(Data entries)
--
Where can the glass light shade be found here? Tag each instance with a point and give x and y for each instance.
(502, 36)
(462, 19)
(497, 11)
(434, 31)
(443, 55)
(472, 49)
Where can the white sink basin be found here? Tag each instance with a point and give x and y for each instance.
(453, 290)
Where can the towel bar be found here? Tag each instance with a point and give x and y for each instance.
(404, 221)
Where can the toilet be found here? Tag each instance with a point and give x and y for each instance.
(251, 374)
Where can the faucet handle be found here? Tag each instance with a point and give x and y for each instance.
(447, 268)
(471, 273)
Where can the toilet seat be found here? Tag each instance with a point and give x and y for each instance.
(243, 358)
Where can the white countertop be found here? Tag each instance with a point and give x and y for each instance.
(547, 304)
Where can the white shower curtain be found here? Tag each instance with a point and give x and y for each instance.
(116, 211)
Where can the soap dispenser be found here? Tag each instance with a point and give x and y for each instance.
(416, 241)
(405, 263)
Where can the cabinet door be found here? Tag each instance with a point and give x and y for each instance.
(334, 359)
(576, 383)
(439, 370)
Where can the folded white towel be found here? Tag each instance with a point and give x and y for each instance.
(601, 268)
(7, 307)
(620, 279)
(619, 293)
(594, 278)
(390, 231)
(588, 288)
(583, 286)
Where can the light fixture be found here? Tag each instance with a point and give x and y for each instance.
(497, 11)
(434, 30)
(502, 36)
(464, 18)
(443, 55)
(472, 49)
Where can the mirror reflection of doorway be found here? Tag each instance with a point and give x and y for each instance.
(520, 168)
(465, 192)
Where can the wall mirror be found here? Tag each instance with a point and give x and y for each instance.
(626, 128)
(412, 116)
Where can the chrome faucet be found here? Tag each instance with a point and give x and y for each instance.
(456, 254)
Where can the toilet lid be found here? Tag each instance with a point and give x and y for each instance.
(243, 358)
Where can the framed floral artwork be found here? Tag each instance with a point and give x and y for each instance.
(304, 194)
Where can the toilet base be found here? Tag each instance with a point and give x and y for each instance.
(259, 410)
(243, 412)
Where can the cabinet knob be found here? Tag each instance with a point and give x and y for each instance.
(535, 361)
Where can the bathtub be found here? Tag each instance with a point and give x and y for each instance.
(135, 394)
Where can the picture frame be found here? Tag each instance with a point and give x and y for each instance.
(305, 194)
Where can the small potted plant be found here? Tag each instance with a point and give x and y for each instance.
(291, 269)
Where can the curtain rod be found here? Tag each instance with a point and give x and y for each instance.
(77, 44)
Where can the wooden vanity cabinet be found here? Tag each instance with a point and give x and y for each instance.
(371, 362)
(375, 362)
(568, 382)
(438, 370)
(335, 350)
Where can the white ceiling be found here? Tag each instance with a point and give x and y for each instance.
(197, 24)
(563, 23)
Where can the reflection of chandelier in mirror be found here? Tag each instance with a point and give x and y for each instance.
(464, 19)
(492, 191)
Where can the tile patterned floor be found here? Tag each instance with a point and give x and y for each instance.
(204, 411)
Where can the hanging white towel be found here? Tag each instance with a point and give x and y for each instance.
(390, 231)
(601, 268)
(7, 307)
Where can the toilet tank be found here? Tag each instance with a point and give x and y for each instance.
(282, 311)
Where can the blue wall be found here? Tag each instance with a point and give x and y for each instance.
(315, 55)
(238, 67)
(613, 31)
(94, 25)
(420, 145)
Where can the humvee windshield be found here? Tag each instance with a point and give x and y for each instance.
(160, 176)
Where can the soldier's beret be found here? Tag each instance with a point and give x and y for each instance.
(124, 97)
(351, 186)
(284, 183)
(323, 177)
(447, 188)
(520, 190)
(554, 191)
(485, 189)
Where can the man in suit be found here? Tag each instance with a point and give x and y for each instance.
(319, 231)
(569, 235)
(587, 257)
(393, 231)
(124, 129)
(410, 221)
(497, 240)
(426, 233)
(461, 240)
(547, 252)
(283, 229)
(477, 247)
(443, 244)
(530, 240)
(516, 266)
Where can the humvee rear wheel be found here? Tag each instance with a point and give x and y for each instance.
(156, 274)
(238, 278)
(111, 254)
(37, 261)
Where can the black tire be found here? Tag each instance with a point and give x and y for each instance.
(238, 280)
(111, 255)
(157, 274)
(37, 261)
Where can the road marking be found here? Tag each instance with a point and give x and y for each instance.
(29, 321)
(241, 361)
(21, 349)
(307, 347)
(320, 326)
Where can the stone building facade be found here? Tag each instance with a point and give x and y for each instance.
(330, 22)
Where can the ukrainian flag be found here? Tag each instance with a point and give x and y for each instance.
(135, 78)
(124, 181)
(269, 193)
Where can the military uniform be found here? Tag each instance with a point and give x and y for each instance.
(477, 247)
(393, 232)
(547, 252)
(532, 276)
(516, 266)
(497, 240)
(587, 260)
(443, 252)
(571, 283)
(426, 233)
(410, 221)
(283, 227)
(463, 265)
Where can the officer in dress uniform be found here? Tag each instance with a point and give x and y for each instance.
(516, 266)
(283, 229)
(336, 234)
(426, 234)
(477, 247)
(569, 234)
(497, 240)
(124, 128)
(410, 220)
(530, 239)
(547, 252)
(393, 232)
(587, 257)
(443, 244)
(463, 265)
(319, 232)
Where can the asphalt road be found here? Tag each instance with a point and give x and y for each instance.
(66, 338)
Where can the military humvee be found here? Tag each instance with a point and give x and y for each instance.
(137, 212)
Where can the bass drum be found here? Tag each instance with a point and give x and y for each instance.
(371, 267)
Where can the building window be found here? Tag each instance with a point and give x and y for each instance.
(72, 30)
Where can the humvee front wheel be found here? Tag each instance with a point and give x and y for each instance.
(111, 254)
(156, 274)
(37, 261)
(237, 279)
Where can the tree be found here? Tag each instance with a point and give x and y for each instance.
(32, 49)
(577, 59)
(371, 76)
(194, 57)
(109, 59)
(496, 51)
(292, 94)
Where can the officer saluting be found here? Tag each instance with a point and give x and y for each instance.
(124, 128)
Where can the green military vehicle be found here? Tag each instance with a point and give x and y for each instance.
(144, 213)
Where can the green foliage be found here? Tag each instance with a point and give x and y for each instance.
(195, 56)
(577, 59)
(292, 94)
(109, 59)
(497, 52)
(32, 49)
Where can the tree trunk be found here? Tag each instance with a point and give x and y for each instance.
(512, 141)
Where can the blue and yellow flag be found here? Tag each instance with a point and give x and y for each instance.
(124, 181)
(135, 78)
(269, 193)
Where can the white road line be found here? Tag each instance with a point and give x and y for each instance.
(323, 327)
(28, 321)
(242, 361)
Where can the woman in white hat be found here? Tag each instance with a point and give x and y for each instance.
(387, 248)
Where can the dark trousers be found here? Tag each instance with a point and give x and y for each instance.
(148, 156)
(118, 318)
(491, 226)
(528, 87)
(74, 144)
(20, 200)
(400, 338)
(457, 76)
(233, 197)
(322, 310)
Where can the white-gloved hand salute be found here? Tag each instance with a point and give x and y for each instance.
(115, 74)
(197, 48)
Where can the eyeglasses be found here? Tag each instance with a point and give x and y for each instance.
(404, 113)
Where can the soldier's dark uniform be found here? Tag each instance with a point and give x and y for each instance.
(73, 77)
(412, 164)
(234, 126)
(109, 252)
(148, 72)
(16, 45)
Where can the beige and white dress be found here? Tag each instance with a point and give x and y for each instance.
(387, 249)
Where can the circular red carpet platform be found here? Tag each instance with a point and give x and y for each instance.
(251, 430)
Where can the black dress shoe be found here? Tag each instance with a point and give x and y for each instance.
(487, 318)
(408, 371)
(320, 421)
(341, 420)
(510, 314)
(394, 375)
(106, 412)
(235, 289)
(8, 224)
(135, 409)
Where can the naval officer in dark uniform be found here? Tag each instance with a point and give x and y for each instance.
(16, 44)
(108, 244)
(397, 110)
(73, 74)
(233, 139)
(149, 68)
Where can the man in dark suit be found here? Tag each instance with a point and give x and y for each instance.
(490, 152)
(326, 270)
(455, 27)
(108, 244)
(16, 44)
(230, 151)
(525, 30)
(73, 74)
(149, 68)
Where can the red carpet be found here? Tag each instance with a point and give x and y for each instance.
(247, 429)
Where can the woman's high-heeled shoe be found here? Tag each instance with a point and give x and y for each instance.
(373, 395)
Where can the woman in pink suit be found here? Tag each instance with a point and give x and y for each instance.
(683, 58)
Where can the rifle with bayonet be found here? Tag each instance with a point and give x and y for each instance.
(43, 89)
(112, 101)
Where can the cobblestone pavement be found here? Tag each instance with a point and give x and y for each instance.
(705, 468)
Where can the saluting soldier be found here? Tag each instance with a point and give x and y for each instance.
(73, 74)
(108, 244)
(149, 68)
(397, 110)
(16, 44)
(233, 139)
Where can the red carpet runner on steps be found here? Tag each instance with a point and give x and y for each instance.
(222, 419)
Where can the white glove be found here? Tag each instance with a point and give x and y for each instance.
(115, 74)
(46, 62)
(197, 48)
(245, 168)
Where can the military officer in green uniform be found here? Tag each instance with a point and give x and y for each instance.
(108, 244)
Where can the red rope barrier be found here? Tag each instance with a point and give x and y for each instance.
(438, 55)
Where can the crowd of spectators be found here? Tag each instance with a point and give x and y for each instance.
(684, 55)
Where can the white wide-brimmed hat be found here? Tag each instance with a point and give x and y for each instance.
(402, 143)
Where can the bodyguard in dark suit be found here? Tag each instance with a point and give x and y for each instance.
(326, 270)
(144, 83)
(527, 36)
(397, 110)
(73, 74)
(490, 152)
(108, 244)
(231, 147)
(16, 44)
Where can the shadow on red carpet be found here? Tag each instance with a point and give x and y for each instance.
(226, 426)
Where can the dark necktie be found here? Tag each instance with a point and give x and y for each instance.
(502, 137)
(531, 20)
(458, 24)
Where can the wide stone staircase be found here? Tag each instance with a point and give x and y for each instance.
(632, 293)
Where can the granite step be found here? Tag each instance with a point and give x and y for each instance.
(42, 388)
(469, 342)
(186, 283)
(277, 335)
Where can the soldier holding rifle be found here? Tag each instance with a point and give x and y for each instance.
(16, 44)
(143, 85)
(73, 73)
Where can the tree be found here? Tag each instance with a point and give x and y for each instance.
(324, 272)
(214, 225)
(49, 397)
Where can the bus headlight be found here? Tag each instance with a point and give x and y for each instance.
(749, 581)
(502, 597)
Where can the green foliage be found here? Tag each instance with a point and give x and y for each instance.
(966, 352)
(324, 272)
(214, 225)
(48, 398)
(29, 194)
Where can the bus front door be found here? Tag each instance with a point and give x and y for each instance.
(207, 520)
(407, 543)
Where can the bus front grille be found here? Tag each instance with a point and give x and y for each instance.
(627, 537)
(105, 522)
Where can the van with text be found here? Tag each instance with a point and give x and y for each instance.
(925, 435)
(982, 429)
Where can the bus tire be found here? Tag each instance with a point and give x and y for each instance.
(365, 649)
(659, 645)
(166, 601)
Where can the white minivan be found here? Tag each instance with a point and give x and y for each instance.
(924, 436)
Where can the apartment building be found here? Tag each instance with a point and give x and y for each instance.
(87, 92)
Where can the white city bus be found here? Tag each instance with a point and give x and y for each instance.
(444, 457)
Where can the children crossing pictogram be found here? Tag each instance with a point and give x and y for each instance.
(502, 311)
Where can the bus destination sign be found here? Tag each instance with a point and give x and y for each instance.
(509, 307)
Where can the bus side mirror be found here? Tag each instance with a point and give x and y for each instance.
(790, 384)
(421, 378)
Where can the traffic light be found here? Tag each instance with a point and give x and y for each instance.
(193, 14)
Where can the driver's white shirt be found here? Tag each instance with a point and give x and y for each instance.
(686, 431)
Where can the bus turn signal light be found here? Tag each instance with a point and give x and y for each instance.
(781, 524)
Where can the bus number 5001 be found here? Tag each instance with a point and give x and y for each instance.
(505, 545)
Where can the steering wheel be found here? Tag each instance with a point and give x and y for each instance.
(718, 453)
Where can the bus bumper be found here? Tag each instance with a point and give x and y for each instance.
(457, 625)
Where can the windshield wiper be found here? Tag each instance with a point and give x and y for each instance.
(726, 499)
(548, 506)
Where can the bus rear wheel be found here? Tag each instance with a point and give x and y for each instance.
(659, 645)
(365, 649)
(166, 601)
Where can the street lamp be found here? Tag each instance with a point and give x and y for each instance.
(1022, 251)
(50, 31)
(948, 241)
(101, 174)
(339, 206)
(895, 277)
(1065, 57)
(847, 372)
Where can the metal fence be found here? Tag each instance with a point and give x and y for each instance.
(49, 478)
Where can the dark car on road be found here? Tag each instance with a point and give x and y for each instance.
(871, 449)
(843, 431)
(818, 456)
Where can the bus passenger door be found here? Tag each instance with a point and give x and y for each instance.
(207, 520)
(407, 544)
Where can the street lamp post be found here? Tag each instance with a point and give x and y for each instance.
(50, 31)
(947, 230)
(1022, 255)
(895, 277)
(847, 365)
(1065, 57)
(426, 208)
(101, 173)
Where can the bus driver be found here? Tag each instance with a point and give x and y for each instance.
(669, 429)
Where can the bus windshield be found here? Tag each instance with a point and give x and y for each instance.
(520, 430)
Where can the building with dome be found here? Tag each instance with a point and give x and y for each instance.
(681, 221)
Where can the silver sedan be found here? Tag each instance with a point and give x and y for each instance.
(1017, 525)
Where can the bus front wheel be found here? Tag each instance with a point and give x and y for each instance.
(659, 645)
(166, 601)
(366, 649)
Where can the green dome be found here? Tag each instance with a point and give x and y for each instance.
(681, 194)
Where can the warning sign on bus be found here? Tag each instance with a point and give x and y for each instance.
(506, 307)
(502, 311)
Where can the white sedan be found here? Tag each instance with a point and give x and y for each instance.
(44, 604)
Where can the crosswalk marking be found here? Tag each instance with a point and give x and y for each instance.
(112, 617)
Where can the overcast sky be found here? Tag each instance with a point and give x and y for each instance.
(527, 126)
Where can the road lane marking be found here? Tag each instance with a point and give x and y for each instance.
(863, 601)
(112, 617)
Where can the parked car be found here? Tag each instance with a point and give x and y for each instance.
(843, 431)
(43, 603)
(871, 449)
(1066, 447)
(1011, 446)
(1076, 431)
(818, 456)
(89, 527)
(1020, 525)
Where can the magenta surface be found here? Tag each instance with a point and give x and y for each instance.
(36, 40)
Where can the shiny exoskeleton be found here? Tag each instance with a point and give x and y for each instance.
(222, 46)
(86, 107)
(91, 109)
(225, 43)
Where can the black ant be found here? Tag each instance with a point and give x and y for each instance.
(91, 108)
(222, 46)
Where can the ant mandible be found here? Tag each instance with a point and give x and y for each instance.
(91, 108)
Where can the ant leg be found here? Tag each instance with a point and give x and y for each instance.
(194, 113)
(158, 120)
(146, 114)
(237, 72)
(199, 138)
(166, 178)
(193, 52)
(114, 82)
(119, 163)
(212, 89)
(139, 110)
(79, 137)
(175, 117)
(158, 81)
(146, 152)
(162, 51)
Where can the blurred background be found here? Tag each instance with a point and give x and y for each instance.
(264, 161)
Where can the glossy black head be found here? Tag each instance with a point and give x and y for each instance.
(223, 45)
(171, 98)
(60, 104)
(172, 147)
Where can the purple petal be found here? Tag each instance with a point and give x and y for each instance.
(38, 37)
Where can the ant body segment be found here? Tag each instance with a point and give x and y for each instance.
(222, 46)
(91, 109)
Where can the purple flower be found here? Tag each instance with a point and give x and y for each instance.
--
About this task: Give back, word for word, the lines of the records that run from the one holding "Where can the ant mandible" to the very last.

Output below:
Where can the ant mandible be found here? Tag each instance with a point and give x and y for each instance.
(91, 108)
Where can the ant leg be found here? Tag each instance with a point and give x and y for each instance.
(194, 113)
(158, 120)
(146, 114)
(237, 72)
(199, 138)
(166, 178)
(193, 52)
(114, 82)
(119, 163)
(212, 89)
(139, 110)
(79, 137)
(175, 117)
(158, 81)
(146, 152)
(162, 51)
Where can the blurred background be found here? Tag each instance with a point and give x and y for each instance.
(264, 161)
Where can the glossy black head be found here? Tag each instance with a point and give x and y for each instance.
(223, 45)
(171, 98)
(60, 104)
(172, 147)
Where can the purple petal be found here? Tag each instance with a point and give x and y for each instance.
(38, 37)
Where can the ant body segment be found here? Tag each instance with a point and give x and y for each instance.
(222, 46)
(91, 109)
Where can the purple flower be found here? Tag each instance with a point and give x and y for each instance.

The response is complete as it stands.